Pull out every line of the material below that contains the word "this", and copy each one.

Dataset entries:
◇ ◇ ◇ ◇ ◇ ◇ ◇

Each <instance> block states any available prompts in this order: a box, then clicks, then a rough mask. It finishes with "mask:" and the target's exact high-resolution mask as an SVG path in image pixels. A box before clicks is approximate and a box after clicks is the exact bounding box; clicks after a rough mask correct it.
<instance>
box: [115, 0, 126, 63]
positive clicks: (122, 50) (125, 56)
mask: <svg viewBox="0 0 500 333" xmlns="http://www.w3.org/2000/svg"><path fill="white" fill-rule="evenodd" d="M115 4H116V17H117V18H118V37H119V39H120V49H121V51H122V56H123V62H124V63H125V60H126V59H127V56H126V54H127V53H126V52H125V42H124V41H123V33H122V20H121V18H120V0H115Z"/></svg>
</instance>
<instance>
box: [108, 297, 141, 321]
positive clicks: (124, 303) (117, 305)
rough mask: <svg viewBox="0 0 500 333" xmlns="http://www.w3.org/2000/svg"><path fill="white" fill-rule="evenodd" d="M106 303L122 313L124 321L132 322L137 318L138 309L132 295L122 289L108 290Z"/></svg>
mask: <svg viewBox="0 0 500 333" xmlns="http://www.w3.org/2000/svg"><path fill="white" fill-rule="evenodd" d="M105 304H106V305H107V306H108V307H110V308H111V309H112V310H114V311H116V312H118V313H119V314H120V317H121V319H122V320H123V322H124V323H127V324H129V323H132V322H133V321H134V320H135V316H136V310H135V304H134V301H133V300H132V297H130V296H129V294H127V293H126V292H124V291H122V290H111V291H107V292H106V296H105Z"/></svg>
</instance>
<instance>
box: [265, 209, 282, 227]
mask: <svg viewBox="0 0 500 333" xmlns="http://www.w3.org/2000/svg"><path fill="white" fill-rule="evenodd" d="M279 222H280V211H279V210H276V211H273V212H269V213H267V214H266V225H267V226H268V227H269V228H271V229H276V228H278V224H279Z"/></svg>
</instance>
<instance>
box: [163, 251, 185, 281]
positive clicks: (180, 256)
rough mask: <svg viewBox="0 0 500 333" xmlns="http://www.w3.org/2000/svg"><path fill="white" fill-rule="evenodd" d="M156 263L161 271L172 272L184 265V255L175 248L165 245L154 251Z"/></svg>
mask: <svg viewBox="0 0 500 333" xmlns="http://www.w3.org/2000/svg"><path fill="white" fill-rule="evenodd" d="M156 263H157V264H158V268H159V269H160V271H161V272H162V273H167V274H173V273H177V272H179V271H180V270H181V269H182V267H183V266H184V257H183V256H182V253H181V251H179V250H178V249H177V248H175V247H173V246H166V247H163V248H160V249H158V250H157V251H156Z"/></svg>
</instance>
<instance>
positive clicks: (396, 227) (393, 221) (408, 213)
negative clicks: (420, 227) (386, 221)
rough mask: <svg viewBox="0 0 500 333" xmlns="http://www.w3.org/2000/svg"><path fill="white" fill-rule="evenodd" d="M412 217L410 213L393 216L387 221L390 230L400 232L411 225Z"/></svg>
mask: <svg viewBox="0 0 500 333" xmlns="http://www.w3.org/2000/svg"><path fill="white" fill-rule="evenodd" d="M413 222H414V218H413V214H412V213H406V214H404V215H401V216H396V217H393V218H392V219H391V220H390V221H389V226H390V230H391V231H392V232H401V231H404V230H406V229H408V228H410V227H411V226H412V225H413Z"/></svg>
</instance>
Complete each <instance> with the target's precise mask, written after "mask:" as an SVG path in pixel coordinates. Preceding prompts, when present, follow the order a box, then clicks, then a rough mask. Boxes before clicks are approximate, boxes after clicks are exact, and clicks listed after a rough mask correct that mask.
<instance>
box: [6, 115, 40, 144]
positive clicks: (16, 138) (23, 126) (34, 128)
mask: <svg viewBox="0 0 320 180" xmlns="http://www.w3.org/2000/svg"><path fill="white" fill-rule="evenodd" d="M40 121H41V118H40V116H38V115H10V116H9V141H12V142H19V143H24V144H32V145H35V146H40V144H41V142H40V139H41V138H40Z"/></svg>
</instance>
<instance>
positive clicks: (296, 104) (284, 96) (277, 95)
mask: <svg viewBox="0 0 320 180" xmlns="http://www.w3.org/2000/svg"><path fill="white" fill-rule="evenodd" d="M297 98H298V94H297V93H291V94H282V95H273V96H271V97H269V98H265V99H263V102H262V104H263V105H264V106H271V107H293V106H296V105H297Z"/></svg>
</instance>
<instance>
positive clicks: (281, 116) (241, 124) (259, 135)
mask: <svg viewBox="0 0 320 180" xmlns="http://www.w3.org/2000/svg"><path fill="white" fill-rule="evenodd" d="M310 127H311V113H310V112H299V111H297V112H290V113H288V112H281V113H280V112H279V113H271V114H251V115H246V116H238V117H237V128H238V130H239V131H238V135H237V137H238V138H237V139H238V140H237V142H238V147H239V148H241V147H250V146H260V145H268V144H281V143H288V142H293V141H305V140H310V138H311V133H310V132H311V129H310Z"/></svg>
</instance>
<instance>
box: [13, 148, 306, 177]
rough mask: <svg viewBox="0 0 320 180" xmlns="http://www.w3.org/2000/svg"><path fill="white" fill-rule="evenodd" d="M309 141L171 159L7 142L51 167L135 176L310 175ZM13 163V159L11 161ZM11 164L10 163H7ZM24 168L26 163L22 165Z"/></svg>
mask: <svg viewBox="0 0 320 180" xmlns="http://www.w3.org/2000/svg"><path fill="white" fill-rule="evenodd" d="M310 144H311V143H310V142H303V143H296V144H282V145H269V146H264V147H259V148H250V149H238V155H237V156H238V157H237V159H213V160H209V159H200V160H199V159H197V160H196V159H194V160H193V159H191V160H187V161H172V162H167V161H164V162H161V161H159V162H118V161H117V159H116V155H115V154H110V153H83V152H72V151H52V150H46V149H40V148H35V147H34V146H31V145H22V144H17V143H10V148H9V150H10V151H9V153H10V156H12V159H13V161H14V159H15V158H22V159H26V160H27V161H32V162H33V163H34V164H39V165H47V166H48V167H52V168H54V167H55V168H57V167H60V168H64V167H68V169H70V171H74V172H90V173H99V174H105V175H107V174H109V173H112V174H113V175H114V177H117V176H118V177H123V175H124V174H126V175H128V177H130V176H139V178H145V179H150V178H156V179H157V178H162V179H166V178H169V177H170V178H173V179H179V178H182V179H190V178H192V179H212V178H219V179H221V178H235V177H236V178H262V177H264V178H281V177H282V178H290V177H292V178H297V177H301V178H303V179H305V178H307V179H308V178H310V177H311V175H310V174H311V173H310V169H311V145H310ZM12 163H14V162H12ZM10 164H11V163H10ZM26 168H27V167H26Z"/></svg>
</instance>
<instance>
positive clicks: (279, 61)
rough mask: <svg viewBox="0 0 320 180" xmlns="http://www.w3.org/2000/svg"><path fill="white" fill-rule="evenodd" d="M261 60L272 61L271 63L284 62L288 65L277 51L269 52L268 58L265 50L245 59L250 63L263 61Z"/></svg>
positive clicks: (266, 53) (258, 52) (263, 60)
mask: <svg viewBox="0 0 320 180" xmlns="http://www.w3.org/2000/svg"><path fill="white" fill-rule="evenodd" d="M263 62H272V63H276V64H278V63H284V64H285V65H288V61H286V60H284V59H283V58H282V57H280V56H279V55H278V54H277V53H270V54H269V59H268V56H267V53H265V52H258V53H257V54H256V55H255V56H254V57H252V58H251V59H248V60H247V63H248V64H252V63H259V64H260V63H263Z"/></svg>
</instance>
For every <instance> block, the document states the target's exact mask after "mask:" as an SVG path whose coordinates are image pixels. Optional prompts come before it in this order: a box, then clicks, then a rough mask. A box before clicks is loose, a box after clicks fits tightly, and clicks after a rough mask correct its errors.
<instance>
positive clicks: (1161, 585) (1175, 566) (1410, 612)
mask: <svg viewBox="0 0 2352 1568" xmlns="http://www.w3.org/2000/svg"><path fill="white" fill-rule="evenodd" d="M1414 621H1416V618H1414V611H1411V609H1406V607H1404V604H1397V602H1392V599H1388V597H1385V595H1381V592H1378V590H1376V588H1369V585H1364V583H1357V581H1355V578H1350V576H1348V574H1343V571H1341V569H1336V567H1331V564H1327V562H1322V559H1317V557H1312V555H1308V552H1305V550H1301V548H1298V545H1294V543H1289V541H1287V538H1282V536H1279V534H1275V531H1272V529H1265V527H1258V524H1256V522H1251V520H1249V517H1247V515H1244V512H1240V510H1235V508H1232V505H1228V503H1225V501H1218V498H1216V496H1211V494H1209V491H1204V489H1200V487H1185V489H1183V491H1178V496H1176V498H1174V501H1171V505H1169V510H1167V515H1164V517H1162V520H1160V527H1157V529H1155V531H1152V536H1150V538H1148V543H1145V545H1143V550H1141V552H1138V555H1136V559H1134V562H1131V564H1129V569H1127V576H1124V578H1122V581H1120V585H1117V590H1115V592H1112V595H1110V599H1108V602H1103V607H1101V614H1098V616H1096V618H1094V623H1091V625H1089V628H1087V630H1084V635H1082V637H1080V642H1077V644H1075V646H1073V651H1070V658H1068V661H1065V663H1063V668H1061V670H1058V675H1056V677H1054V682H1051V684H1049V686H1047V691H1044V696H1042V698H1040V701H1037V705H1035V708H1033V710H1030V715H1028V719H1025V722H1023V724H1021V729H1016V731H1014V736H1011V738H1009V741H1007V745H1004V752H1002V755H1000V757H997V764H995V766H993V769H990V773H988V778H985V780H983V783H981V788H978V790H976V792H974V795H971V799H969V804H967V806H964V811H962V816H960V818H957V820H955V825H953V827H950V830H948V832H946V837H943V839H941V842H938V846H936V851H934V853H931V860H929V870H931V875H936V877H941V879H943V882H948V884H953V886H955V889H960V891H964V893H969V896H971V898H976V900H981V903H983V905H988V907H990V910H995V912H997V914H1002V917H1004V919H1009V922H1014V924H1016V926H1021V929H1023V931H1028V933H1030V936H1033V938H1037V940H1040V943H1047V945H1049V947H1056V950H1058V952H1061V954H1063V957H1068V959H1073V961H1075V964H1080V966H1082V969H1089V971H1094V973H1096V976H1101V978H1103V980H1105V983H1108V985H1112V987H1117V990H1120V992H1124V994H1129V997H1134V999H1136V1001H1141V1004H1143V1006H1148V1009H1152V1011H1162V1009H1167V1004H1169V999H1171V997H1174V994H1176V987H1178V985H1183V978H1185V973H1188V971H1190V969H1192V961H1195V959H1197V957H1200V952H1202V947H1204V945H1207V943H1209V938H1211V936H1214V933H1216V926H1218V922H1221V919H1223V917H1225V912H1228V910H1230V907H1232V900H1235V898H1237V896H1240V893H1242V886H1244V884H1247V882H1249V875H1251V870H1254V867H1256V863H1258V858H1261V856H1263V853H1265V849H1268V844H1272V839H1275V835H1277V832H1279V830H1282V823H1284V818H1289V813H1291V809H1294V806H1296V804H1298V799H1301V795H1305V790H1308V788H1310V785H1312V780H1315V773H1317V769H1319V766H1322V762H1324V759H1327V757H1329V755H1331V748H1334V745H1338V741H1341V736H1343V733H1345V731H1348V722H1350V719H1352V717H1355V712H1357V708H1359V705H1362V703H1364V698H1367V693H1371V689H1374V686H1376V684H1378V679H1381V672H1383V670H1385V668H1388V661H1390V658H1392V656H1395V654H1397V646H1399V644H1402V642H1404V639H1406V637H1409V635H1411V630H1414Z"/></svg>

◇ ◇ ◇ ◇ ◇ ◇ ◇

Task response:
Each <instance> block states any available prompts in this order: a box, then clicks, then a rough mask. It finishes with "mask:" and the target's exact high-resolution mask as an SVG path in image pixels. A box before clicks is approximate and a box after clicks is the exact bounding box; clicks after a rough mask correct it.
For every <instance> block, the document states the target's exact mask after "mask:" as an SVG path whose coordinates are image pixels. Optional prompts come before it in this order: a box, then clicks, then a rough mask. A box before clicks is loose, a box after clicks fits tightly, and clicks after a rough mask correct its errors.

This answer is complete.